#### Compiti dell'esercizio:
(1) Rispondi a queste domande sul testo sull'ermeneutica del dono.
(a) Quale nuovo criterio di comprensione e interpretazione viene introdotto?
(b) Che cosa vide Dio riguardo all'uomo?
(c) Di quale libertà devono essere liberi l'uomo e la donna?
(2) Modifica il passo del testo sull'ermeneutica del dono che va da "Si introduce quindi" fino a "essere ed esistere." incluso, mettendo "fonte" al posto di "sorgente".

#### Blocco di testo:
=======

Si introduce quindi una nuova dimensione, un nuovo criterio di comprensione e interpretazione: «l’ermeneutica del dono», la quale decide «della verità essenziale e della profondità di significato dell’originaria solitudine-unità-nudità». Viene così sottolineato come il corpo umano con il suo sesso, la sua mascolinità e femminilità, all’interno del mistero della creazione, è al contempo sorgente di fecondità e di procreazione, racchiudendo fin «dal principio» l’attributo «sponsale», cioè la capacità di esprimere quell’amore nel quale l’uomo-persona diventa dono e attua il senso stesso del suo essere ed esistere.
Dio, infatti, vide che non era bene che l’uomo fosse solo: in tale condizione egli non può realizzare totalmente la sua essenza di persona che raggiunge soltanto esistendo «con qualcuno» e, in modo ancora più profondo, esistendo «per qualcuno» (TDC 14 – 9 gennaio 1980). Uomo e donna, «per poter rimanere nel rapporto del “dono sincero di sé” e per diventare un tale dono l’uno per l’altro», debbono essere liberi della stessa libertà del dono, libertà «indispensabile perché l’uomo possa “dare se stesso”, (...) “ritrovarsi pienamente”» (TDC 15 – 16 gennaio 1980). «Il corpo umano, orientato interiormente dal “dono sincero” della persona, rivela non soltanto la sua mascolinità o femminilità sul piano fisico, ma rivela anche un tale valore e una tale bellezza da oltrepassare la dimensione semplicemente fisica della “sessualità”» (ibidem). Diventando lui stesso dono e comprendendo che l’altro è qualcuno voluto dal Creatore, unico e irripetibile, egli diventa capace di esprimere l’amore.

=======

#### Dati forniti:
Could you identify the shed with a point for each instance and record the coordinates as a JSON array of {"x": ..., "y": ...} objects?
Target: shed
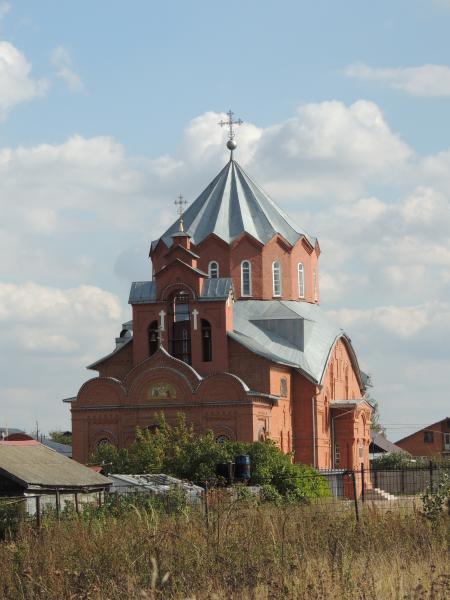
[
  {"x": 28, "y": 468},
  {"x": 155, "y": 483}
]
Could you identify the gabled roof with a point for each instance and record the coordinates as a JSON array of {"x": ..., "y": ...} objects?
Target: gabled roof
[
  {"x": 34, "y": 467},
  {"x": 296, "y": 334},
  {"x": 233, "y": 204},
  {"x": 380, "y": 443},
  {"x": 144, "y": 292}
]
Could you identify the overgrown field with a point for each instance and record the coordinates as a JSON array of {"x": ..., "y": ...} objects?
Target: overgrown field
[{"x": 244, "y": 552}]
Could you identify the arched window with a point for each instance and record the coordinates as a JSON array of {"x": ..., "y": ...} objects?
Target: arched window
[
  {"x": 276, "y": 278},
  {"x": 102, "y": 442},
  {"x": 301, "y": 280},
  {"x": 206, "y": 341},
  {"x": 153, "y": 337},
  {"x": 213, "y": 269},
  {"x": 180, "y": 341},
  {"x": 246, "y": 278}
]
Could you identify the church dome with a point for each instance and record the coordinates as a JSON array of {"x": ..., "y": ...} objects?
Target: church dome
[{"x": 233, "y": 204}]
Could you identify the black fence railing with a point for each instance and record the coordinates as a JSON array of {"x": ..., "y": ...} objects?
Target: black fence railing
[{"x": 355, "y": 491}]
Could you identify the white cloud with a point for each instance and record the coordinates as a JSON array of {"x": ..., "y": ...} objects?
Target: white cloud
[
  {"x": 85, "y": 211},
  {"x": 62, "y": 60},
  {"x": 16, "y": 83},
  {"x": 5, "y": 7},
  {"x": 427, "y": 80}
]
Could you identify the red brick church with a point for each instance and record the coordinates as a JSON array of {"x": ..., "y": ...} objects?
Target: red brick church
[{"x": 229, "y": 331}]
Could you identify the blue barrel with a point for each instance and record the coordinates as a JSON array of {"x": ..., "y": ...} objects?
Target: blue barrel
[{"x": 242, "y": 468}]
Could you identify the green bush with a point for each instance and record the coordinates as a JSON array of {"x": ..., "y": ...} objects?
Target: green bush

=======

#### Soluzioni:
(1)
(a) Viene introdotta «l’ermeneutica del dono».
(b) Dio vide che non era bene che l’uomo fosse solo.
(c) Devono essere liberi della stessa libertà del dono.

(2)
Si introduce quindi una nuova dimensione, un nuovo criterio di comprensione e interpretazione: «l’ermeneutica del dono», la quale decide «della verità essenziale e della profondità di significato dell’originaria solitudine-unità-nudità». Viene così sottolineato come il corpo umano con il suo sesso, la sua mascolinità e femminilità, all’interno del mistero della creazione, è al contempo fonte di fecondità e di procreazione, racchiudendo fin «dal principio» l’attributo «sponsale», cioè la capacità di esprimere quell’amore nel quale l’uomo-persona diventa dono e attua il senso stesso del suo essere ed esistere.